WHAT TO WORK ON:
Which of the lines below contain the string "player"? Copy each one.

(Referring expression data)
============================================================

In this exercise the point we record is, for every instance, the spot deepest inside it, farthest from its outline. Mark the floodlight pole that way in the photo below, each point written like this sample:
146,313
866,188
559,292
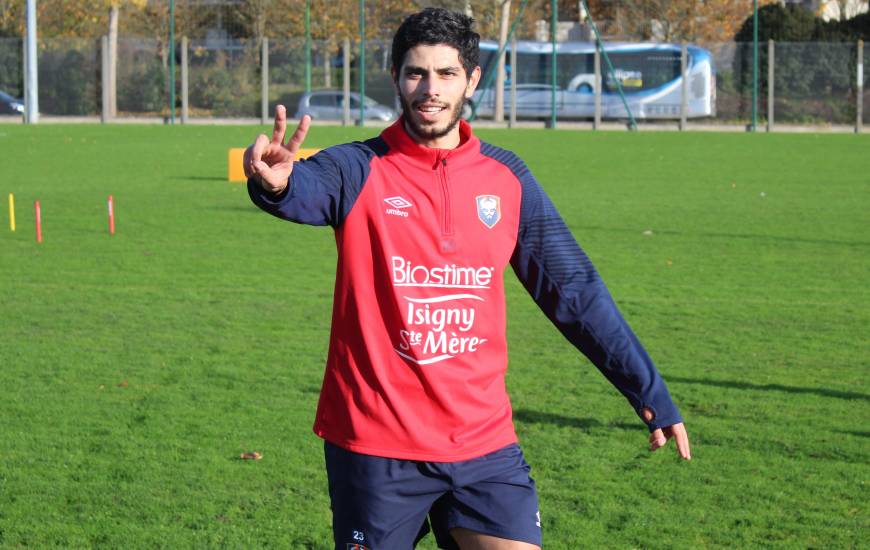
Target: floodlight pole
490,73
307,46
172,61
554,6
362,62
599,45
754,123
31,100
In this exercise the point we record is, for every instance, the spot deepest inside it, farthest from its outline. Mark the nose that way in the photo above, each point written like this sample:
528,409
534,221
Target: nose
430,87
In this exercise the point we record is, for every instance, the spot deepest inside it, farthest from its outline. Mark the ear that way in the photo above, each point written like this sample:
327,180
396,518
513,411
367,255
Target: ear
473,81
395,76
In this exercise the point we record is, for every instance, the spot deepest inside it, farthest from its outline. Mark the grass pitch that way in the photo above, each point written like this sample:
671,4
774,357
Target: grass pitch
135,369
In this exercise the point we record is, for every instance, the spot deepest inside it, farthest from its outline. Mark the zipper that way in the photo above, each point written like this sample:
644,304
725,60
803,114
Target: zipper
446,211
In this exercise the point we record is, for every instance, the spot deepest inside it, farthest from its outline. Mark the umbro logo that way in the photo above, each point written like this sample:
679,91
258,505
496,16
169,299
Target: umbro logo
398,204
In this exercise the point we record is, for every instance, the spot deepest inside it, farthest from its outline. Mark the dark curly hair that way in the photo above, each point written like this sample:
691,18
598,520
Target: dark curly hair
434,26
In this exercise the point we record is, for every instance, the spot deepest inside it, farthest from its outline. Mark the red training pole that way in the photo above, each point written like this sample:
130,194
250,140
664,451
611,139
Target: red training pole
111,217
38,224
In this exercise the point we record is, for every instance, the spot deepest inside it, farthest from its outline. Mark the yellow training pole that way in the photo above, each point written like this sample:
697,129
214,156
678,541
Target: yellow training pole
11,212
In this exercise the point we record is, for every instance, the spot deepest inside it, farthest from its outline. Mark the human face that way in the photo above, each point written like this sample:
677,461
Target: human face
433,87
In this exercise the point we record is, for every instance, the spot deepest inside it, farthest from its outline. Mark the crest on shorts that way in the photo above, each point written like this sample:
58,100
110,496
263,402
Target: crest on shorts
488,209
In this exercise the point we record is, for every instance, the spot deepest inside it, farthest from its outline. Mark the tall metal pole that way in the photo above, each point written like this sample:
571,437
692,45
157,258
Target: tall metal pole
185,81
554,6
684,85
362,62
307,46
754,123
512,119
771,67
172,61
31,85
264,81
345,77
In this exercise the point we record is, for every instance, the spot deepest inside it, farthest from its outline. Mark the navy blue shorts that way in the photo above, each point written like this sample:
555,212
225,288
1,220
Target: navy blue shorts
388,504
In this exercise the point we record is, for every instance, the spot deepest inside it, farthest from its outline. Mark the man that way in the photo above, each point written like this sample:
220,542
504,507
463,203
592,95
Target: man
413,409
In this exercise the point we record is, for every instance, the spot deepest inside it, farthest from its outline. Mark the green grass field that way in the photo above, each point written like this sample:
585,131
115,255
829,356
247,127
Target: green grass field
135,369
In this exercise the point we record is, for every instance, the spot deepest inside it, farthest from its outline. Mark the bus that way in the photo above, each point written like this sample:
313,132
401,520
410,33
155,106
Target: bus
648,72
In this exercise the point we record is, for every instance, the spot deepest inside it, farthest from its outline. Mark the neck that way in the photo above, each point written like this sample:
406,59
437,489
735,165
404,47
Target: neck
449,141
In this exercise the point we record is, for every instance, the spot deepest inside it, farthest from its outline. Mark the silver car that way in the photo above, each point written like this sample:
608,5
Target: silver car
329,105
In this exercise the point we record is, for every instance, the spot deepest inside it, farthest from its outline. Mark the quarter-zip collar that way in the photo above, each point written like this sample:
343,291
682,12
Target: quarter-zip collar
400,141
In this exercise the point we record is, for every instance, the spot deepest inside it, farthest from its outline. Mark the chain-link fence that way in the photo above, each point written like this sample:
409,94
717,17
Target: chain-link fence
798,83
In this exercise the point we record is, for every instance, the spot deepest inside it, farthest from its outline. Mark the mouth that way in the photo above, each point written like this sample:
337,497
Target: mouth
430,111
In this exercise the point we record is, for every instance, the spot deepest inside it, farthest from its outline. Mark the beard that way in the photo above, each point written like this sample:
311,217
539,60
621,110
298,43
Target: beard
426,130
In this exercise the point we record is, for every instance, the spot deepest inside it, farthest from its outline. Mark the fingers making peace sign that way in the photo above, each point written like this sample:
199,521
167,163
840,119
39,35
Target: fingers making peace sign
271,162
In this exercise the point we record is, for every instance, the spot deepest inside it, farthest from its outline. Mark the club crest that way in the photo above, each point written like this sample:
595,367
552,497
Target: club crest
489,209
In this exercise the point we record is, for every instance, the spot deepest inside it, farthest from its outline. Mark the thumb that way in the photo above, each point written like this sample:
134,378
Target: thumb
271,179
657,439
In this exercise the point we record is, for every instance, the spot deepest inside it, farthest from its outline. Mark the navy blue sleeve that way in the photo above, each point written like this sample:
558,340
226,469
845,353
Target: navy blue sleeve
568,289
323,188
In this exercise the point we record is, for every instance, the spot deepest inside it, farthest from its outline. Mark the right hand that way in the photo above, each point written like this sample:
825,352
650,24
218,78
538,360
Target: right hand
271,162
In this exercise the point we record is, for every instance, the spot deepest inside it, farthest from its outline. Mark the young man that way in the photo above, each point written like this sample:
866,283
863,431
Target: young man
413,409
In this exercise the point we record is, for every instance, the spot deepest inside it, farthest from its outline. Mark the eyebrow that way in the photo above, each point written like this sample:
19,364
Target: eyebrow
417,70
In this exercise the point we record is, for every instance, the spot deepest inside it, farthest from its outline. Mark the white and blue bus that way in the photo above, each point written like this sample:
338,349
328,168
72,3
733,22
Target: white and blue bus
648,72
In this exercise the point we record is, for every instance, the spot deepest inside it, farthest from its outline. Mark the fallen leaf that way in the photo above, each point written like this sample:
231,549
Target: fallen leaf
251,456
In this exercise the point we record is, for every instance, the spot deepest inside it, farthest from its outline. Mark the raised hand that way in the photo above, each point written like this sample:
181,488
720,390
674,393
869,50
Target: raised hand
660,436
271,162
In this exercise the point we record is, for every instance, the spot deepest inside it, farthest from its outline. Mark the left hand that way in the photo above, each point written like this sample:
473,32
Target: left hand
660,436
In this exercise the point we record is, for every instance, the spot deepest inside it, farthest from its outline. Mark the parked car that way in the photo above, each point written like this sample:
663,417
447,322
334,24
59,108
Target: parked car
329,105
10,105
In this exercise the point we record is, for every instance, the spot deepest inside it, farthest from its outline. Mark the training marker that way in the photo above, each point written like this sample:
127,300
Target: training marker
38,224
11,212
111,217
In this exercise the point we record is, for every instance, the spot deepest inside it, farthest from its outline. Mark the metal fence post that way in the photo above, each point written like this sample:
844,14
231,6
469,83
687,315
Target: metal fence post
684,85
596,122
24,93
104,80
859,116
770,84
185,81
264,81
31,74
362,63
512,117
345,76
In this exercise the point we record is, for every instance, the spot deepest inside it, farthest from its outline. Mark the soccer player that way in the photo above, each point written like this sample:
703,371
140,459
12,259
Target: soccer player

============================================================

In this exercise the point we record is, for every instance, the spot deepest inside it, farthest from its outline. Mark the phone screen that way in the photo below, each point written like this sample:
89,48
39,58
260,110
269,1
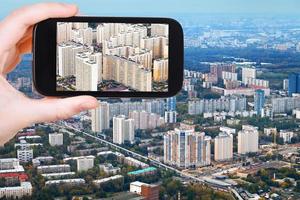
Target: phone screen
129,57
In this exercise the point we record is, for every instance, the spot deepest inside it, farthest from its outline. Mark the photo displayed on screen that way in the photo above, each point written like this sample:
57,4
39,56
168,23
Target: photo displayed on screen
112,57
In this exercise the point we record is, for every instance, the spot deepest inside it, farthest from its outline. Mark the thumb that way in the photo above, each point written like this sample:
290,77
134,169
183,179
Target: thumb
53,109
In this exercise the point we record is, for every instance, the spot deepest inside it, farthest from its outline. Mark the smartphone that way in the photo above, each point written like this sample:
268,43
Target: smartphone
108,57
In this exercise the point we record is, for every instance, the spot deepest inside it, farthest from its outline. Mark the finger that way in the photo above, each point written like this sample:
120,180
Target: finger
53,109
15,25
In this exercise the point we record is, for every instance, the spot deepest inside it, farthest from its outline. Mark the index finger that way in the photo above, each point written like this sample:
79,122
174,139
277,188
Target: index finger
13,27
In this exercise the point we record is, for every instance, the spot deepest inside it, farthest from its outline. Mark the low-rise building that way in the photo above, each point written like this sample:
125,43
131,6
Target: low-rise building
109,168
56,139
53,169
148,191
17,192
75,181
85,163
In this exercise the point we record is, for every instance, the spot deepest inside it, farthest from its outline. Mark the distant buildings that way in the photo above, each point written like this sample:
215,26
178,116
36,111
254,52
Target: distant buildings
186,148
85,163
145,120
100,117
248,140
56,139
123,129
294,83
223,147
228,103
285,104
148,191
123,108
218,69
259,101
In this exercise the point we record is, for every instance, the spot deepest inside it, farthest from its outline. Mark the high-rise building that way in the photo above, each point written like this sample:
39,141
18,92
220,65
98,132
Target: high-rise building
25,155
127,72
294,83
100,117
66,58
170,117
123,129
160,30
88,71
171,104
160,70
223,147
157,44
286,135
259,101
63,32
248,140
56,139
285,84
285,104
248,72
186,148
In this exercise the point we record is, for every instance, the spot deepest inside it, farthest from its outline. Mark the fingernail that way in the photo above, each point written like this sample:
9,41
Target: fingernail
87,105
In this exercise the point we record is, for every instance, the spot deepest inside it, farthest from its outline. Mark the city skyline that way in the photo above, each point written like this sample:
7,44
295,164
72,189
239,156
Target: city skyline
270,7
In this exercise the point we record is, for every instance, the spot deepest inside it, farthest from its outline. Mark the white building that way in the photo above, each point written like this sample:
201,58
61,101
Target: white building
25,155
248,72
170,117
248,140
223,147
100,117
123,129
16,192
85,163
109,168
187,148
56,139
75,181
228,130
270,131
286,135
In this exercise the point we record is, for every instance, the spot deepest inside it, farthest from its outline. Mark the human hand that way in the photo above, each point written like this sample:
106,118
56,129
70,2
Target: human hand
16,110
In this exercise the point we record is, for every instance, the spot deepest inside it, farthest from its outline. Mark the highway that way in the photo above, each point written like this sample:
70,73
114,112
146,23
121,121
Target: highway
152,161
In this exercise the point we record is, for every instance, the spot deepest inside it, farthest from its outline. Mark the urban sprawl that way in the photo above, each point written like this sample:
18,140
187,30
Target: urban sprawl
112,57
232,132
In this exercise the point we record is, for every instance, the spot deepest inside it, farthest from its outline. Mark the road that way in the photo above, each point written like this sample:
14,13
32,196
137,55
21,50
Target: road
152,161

============================================================

SOLUTION FOR THIS TASK:
In this exercise the point we record is, for every instance, the spot deepest inside it, farthest from its outline. Mark the soccer player that way in the photo above, each point written like this sample:
Target: soccer player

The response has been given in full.